## Information supplied:

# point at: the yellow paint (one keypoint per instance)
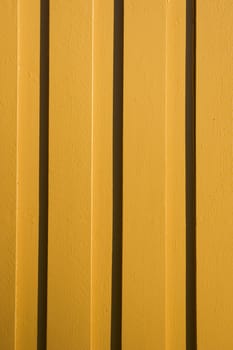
(70, 174)
(214, 129)
(28, 173)
(102, 174)
(144, 175)
(175, 176)
(8, 171)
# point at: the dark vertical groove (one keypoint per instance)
(43, 175)
(117, 175)
(191, 327)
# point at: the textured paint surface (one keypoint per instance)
(175, 176)
(143, 324)
(70, 175)
(8, 170)
(102, 174)
(28, 174)
(214, 129)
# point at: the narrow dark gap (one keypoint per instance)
(116, 313)
(191, 326)
(43, 175)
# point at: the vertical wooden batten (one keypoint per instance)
(102, 174)
(144, 169)
(175, 176)
(70, 175)
(28, 28)
(8, 171)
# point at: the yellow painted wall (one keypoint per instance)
(116, 175)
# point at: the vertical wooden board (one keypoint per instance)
(143, 324)
(70, 175)
(102, 174)
(8, 171)
(214, 135)
(28, 173)
(175, 176)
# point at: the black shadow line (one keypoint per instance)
(191, 327)
(116, 312)
(43, 175)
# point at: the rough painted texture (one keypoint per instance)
(8, 170)
(102, 174)
(28, 174)
(143, 324)
(175, 177)
(214, 130)
(70, 175)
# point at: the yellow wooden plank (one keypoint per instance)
(175, 176)
(8, 170)
(214, 135)
(144, 175)
(28, 173)
(70, 174)
(102, 174)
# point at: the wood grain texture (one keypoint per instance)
(175, 176)
(70, 174)
(102, 174)
(8, 171)
(214, 128)
(144, 170)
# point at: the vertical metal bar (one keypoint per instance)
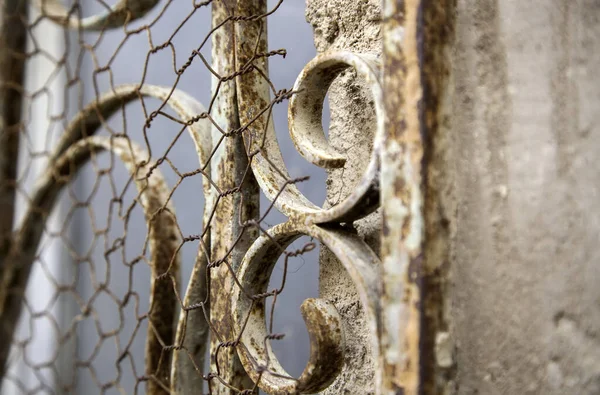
(435, 33)
(402, 198)
(13, 34)
(230, 238)
(417, 349)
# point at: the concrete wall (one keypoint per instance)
(524, 144)
(521, 184)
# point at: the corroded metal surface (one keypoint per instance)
(13, 17)
(233, 212)
(122, 13)
(322, 320)
(162, 235)
(402, 198)
(305, 115)
(227, 291)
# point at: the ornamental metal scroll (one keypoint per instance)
(238, 153)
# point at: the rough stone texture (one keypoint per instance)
(354, 26)
(525, 315)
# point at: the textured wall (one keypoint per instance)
(524, 143)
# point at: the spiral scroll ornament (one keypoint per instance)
(304, 118)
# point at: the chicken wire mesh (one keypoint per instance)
(96, 224)
(138, 252)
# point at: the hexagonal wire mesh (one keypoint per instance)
(126, 185)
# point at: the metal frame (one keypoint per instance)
(391, 290)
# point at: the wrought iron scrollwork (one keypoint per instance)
(323, 322)
(325, 225)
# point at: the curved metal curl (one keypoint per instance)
(304, 117)
(125, 11)
(323, 322)
(163, 235)
(86, 123)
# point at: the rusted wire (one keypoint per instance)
(62, 101)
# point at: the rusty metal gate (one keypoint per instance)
(193, 306)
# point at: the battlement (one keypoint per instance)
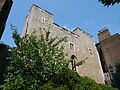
(40, 9)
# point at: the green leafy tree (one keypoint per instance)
(39, 64)
(33, 61)
(109, 2)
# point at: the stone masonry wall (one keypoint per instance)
(82, 43)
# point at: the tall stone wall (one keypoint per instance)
(80, 44)
(5, 6)
(110, 48)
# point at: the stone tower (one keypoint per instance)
(109, 51)
(80, 45)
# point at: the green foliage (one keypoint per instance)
(34, 61)
(109, 2)
(39, 64)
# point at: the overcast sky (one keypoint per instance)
(89, 15)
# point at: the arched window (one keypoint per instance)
(73, 62)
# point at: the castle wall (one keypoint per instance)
(111, 50)
(80, 44)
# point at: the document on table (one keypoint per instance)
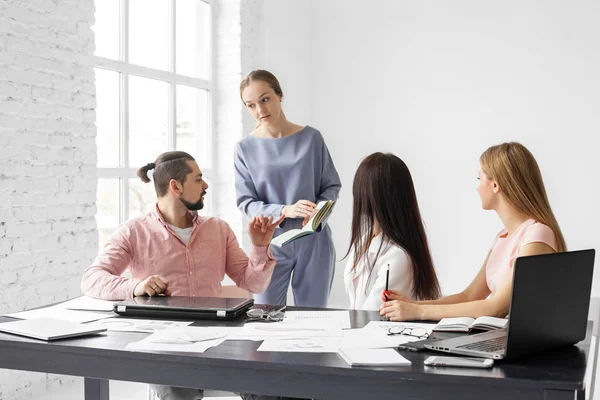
(84, 303)
(180, 340)
(302, 345)
(341, 318)
(59, 312)
(290, 329)
(137, 325)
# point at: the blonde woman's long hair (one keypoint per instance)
(519, 177)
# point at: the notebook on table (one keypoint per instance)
(548, 309)
(48, 328)
(182, 307)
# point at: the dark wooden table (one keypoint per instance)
(236, 366)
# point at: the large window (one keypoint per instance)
(153, 94)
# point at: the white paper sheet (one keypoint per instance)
(290, 329)
(188, 347)
(383, 326)
(341, 318)
(137, 325)
(85, 303)
(56, 312)
(302, 345)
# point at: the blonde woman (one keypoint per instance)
(510, 183)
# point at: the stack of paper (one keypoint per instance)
(71, 311)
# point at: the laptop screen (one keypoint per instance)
(184, 303)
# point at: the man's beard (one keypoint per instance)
(199, 205)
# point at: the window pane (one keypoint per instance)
(107, 216)
(107, 117)
(192, 123)
(193, 38)
(142, 197)
(148, 116)
(106, 28)
(149, 33)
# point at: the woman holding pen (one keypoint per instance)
(285, 169)
(387, 235)
(510, 183)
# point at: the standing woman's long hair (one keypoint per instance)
(520, 179)
(383, 190)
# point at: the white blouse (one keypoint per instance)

## What the task requires:
Leave every image out, and retype the material exactly.

## Expected output:
# point at: the yellow paint (one keypoint per instance)
(70, 174)
(214, 129)
(28, 173)
(102, 174)
(144, 175)
(175, 176)
(8, 171)
# point at: the dark vertical groove (one keypoint per instance)
(43, 175)
(117, 175)
(191, 327)
# point at: the textured paint surface (one keypoint per instance)
(175, 176)
(143, 324)
(70, 175)
(8, 170)
(102, 174)
(28, 174)
(214, 129)
# point at: the narrow dark gap (one keypoint per instance)
(116, 313)
(191, 326)
(43, 175)
# point at: the vertical wooden batten (one keypoint per instance)
(102, 174)
(144, 169)
(175, 176)
(70, 175)
(28, 28)
(8, 171)
# point at: the yellow painted wall (one keypoint per instance)
(116, 175)
# point at: the vertical wooden board (one keypoint per instance)
(143, 324)
(70, 175)
(102, 174)
(8, 171)
(214, 135)
(28, 173)
(175, 176)
# point at: the black shadow line (one keypoint per instance)
(191, 327)
(116, 312)
(43, 175)
# point at: the rough painted texture (one keypoint per instance)
(8, 170)
(102, 174)
(28, 174)
(143, 324)
(175, 177)
(214, 130)
(70, 175)
# point at: the yellow wooden plank (one keypoint per instance)
(175, 176)
(8, 170)
(214, 135)
(144, 175)
(28, 173)
(70, 174)
(102, 174)
# point at: the wood grain texture (one keypoint per instance)
(175, 176)
(70, 174)
(102, 174)
(8, 171)
(214, 128)
(144, 170)
# point at: the vertical metal bar (one keypoint per instance)
(435, 33)
(402, 198)
(13, 34)
(230, 238)
(417, 349)
# point at: the concrete wall (one keypoint per instance)
(524, 144)
(521, 184)
# point at: the corroded metal surface (one keypoint per instance)
(13, 17)
(233, 212)
(122, 13)
(322, 320)
(162, 235)
(402, 198)
(305, 115)
(227, 291)
# point at: the ornamental metal scroll (one keypoint per instance)
(238, 153)
# point at: the rough stone texture (one keypoint per instance)
(354, 26)
(525, 315)
# point at: the textured wall (one keypoint per instance)
(524, 143)
# point at: the spiral scroll ornament (one keypoint per instance)
(304, 118)
# point at: the chicken wire mesh (one keypoint per instance)
(96, 224)
(138, 252)
# point at: the hexagonal wire mesh (one keypoint per instance)
(126, 185)
# point at: the metal frame (one keypoint per instance)
(391, 290)
# point at: the wrought iron scrollwork (one keypoint per instance)
(323, 322)
(325, 225)
# point at: the curved metal curl (one keypoint per instance)
(304, 117)
(125, 11)
(323, 322)
(163, 235)
(86, 123)
# point at: the rusted wire (one keypoint per instance)
(62, 101)
# point at: the rusty metal gate (one keypoint per instance)
(193, 306)
# point at: the battlement (one keypoint per instance)
(40, 9)
# point at: the green leafy tree (one keypoint per instance)
(39, 64)
(33, 61)
(109, 2)
# point at: the stone masonry wall (one keypoint per instance)
(82, 43)
# point at: the tall stone wall (one keypoint per instance)
(80, 44)
(5, 6)
(110, 48)
# point at: the stone tower (one keypoint per instance)
(109, 51)
(80, 45)
# point at: the green foliage (one keypoint per instance)
(34, 61)
(109, 2)
(39, 64)
# point at: the overcast sky (one keypoint per instance)
(89, 15)
# point at: the arched window (one keypoint per instance)
(73, 62)
# point at: the castle wall (one keypoint per instance)
(111, 50)
(80, 44)
# point at: the document on table (one keypoint per instance)
(84, 303)
(180, 340)
(302, 345)
(341, 318)
(59, 312)
(290, 329)
(137, 325)
# point at: the blonde woman's long hair (one keypoint per instance)
(519, 177)
# point at: the notebook on table (one keypoint per instance)
(548, 309)
(48, 328)
(182, 307)
# point at: the dark wooden table (one keypoint per instance)
(236, 366)
# point at: the large window (one keypoint per instance)
(153, 94)
# point at: the white paper sheet (one keypoint per instance)
(290, 329)
(188, 347)
(383, 326)
(341, 318)
(137, 325)
(85, 303)
(56, 312)
(302, 345)
# point at: the blonde woman (one keypoint per instance)
(510, 183)
# point at: the stack of paper (one keypoint per instance)
(71, 311)
# point at: the laptop screen (one keypoint per instance)
(184, 303)
# point at: the man's beard (one keypoint per instance)
(199, 205)
# point at: the window pane (one keypoint per instance)
(107, 216)
(107, 117)
(192, 123)
(193, 38)
(142, 197)
(148, 116)
(106, 28)
(149, 33)
# point at: the woman holding pen (one keypoint per instance)
(285, 169)
(387, 235)
(510, 183)
# point at: the standing woman's long hair (one keypoint per instance)
(520, 179)
(383, 190)
# point at: the white blouse (one keypoint per instance)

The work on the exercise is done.